▶ Problem to work on
In the stretch from the line containing "Expected behaviour: for each instance of the wooden" through the end of the lines, swap "wooden table" for "oak table". Return only that stretch, with nothing else altered.

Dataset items
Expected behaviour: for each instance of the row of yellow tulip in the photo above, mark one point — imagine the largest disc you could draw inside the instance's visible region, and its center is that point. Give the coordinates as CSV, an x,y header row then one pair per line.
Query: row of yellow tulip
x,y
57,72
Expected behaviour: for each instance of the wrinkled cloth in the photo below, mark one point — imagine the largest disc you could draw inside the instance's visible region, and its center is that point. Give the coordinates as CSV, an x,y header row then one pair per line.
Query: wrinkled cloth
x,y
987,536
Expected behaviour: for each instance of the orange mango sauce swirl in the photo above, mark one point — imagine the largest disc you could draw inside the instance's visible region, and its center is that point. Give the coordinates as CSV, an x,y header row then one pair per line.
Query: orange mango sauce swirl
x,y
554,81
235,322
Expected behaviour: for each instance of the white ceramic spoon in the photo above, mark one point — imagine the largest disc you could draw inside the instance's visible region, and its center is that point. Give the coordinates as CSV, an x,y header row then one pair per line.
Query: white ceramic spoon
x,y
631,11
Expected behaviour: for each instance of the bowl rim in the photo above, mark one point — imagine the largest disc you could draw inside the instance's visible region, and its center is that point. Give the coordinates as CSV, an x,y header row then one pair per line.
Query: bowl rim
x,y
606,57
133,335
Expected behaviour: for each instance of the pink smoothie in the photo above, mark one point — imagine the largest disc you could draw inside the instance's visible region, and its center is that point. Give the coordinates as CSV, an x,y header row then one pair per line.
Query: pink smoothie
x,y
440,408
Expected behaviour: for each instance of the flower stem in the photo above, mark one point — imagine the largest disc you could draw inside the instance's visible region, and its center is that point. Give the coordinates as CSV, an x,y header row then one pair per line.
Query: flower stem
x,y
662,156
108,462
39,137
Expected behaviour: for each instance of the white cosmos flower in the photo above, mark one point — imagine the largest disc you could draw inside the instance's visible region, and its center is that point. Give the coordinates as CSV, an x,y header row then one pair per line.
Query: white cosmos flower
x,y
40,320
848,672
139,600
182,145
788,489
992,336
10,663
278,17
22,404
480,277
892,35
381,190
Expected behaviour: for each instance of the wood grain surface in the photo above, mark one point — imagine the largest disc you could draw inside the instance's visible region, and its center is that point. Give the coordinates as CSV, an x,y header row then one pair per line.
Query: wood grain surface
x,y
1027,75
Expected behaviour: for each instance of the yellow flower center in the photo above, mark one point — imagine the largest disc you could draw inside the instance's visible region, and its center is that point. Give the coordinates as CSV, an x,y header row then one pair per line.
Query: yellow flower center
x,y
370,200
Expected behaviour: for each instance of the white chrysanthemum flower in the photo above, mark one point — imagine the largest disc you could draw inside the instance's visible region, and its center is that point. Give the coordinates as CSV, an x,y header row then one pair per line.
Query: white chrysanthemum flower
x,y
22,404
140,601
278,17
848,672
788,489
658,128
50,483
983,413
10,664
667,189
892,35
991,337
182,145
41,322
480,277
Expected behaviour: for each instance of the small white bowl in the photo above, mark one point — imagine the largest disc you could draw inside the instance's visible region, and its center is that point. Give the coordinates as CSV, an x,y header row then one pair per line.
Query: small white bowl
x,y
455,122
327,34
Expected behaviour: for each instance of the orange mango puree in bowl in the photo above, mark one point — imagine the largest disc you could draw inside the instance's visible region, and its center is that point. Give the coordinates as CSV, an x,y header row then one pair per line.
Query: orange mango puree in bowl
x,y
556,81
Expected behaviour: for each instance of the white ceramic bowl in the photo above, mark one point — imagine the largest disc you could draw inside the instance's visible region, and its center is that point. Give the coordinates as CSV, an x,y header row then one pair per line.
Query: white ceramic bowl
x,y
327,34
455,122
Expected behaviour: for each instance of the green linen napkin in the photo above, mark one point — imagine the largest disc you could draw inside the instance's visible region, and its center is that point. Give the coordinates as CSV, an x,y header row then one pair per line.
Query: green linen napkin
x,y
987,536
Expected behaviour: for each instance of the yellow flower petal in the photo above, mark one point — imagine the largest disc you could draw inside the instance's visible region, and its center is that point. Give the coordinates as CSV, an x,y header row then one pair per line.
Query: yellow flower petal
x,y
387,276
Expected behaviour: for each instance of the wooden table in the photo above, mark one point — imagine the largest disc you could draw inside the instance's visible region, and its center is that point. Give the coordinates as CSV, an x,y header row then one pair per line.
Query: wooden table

▶ Final answer
Expected behaviour: for each instance of the oak table in the photo above, mark one point — imagine the largest disc you could draw inside the instance's visible region, and its center is that point. Give the coordinates as CSV, an x,y header row then one pair per line.
Query: oak table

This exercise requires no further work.